Entries from a point-annotation set
········

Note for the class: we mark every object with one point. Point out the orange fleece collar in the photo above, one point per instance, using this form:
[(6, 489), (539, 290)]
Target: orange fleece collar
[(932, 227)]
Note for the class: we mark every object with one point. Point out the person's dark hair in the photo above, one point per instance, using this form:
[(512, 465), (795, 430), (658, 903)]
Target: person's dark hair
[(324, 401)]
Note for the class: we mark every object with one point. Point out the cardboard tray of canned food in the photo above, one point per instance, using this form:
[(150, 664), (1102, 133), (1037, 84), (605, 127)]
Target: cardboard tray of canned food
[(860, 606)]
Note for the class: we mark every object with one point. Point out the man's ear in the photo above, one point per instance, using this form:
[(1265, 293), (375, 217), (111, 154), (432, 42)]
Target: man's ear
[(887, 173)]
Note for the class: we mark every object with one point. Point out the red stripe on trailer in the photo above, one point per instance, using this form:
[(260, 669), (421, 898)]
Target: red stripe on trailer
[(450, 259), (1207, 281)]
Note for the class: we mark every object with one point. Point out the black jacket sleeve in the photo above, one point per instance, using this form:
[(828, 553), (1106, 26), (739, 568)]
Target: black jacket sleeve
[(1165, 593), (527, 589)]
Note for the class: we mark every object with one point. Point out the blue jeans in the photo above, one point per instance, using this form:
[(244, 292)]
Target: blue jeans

········

### Required work:
Copy every line above word for word, in the same order, without changing anything.

### Response to this task:
Note for the class: we mark every object with one point. Point out the orange fleece collar in the photo above, one point per instance, using this form:
[(6, 489), (539, 290)]
Target: orange fleece collar
[(932, 227)]
Note for the class: we mark every object with one point. Point out the person's dark hair in the photo above, one point per instance, using this form:
[(512, 465), (795, 430), (658, 903)]
Target: person's dark hair
[(324, 401)]
Note for the class: we mark every object with one point. Point out the cardboard tray of canned food in the photo above, one point per instance, using this form:
[(150, 664), (1102, 133), (1037, 84), (605, 127)]
Target: cardboard tray of canned food
[(860, 606)]
Note for the class: we mark every object with one point. Point out the man's ear in the photo above, one point per instance, using this form:
[(1265, 293), (375, 217), (111, 154), (432, 42)]
Target: man's ear
[(887, 173)]
Note for the class: we mark every object with one point. Point out the red stripe on trailer in the photo above, one point per instance, using this form:
[(260, 669), (421, 898)]
Target: red stripe on trailer
[(450, 259), (1207, 281)]
Note for the class: we mark every object with one point. Point out the black jacket sleeve in the photo above, one point per instance, using this form:
[(828, 553), (1106, 26), (739, 568)]
Target: black jacket sleeve
[(1165, 593), (527, 589)]
Note for the class: we mark every object with one point. Point out the blue jeans in the photo above, one point per instance, using this form:
[(244, 292)]
Target: blue jeans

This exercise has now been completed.